Task details
Transcribe the part of the article on the Stephen Strasburg shutdown that begins at "Nationals’ General Manager" and stops after "Rizzo never wavered.", copying every word unchanged.

Page excerpt
--- --- ---
Note: The Washington Nationals have officially shut down Stephen Strasburg for the season. During and after the decision, I did many media interviews discussing my thoughts on the science behind the decision to try to protect him. Listen to the That’s Gotta Hurt segment below for some of those ideas. A modified version of the following post appears as my sports medicine column in the August 23, 2012 issue of The Post and Courier.
It’s a debate that has been simmering all season. As the Washington Nationals approached the end of the regular season with baseball’s best record, it seemed everyone – including players, coaches, writers, and even the mayor of the District of Columbia – voiced an opinion. Should the Nationals have shut down star pitcher Stephen Strasburg?
In case you have missed this controversy, Strasburg is arguably one of the most dominant pitchers in the game. In his first full season since his Tommy John surgery in the fall of 2010, Strasburg finished with a 15-6 record and 197 strikeouts. He is the clear ace of one of the best teams in baseball.
Nationals’ General Manager Mike Rizzo intends to keep the young stalwart healthy for years to come. Even as of late last year, Rizzo had been publicly discussing his intention to shut Strasburg down for the season when he reached a predetermined number of innings. It had been rumored that the magic number was somewhere between 160 and 180. Despite Nationals players lobbying for Strasburg to pitch through the season and into the playoffs, Rizzo never wavered.
Even when questioned by the pitcher’s father, Rizzo emphasized that the decision was his to make alone. According to The Washington Post, Rizzo told Strasburg’s dad, “I promised you when I was in your house trying to sign your son that I would take care of him. And I’m going to do it.”
Rizzo’s resolve hasn’t quieted his critics, who haven’t been shy about voicing their opinion. In a radio interview on 95.7 The Game in San Francisco, former Atlanta Braves pitching coach Leo Mazzone blasted the Nationals’ plan. “I think it’s absolutely pathetic to be honest with you. I think they have an opportunity to go to the World Series and they have an opportunity to have one of the best rotations in the game with Stephen Strasburg leading the way and to shut him down would be totally ridiculous and I don’t think it has anything to do with arm problems whatsoever.”
--- --- ---
Available data

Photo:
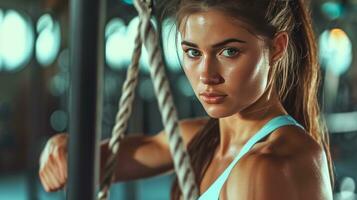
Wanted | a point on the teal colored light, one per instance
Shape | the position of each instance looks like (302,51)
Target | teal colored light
(16,40)
(120,43)
(171,46)
(48,41)
(184,86)
(332,9)
(117,54)
(335,51)
(146,89)
(59,120)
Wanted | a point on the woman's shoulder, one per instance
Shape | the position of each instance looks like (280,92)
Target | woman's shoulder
(289,164)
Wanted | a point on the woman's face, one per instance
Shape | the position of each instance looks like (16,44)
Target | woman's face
(226,65)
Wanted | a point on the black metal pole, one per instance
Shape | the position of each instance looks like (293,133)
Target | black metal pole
(86,56)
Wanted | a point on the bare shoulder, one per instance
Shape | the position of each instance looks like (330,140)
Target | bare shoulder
(188,127)
(289,165)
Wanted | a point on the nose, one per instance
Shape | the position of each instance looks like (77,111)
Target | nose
(209,74)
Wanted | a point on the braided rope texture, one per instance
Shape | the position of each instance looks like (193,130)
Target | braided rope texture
(168,111)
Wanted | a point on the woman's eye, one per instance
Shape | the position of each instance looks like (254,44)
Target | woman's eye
(230,52)
(192,53)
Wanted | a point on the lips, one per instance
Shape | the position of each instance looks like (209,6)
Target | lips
(212,97)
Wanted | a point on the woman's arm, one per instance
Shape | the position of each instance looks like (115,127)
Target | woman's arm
(139,156)
(297,174)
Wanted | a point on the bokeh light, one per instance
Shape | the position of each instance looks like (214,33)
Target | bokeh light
(332,10)
(59,120)
(49,40)
(16,40)
(120,41)
(172,51)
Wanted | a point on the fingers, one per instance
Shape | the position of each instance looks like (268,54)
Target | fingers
(53,164)
(50,176)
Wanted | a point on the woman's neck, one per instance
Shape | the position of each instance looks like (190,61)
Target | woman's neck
(237,129)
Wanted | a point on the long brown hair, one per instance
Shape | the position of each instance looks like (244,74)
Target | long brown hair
(296,76)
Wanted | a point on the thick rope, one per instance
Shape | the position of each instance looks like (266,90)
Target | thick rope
(178,151)
(122,118)
(181,159)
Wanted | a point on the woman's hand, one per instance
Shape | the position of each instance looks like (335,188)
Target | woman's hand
(53,163)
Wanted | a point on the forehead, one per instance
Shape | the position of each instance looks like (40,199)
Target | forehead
(213,25)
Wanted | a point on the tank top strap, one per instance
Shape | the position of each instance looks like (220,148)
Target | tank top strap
(214,190)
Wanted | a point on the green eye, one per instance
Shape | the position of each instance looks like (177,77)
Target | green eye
(230,52)
(193,53)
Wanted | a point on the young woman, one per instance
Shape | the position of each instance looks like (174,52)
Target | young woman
(253,66)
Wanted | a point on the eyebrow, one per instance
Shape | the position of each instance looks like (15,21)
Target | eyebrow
(224,42)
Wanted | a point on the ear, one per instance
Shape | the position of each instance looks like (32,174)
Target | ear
(278,46)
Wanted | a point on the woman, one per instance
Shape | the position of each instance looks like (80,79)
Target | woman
(253,66)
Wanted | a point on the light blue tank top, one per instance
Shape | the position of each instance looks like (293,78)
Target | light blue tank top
(212,193)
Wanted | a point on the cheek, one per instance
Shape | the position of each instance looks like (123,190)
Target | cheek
(249,79)
(192,77)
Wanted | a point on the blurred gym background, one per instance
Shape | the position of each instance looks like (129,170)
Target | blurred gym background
(34,82)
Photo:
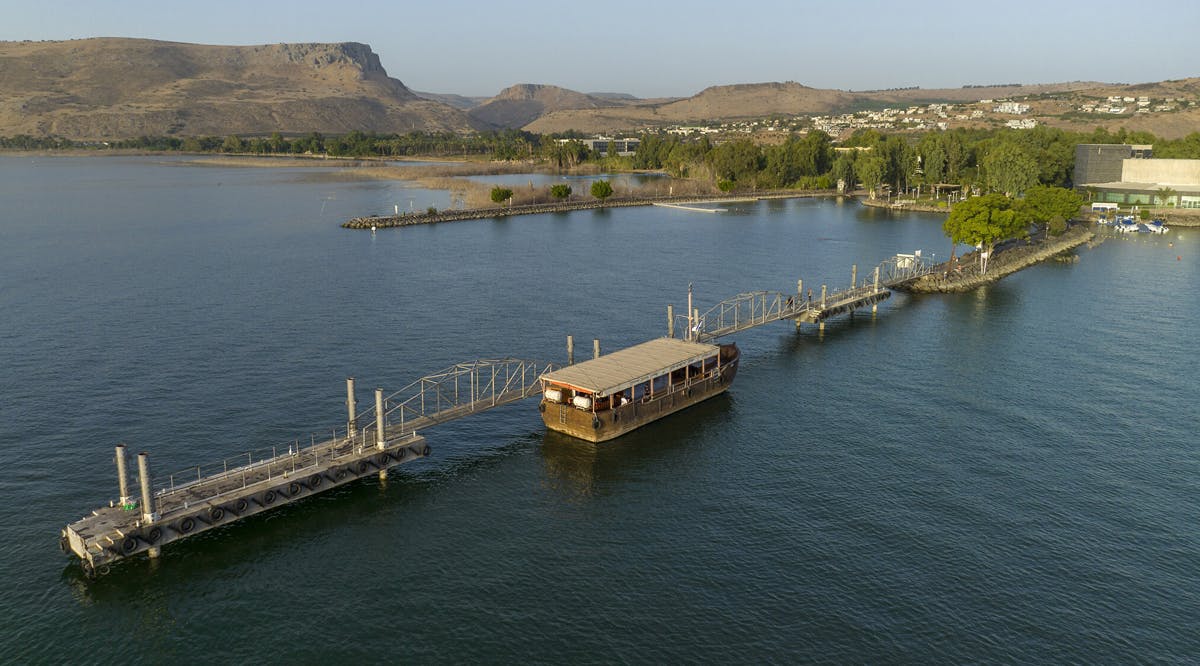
--- --- ---
Completed exercise
Nationals’ General Manager Mike Rizzo intends to keep the young stalwart healthy for years to come. Even as of late last year, Rizzo had been publicly discussing his intention to shut Strasburg down for the season when he reached a predetermined number of innings. It had been rumored that the magic number was somewhere between 160 and 180. Despite Nationals players lobbying for Strasburg to pitch through the season and into the playoffs, Rizzo never wavered.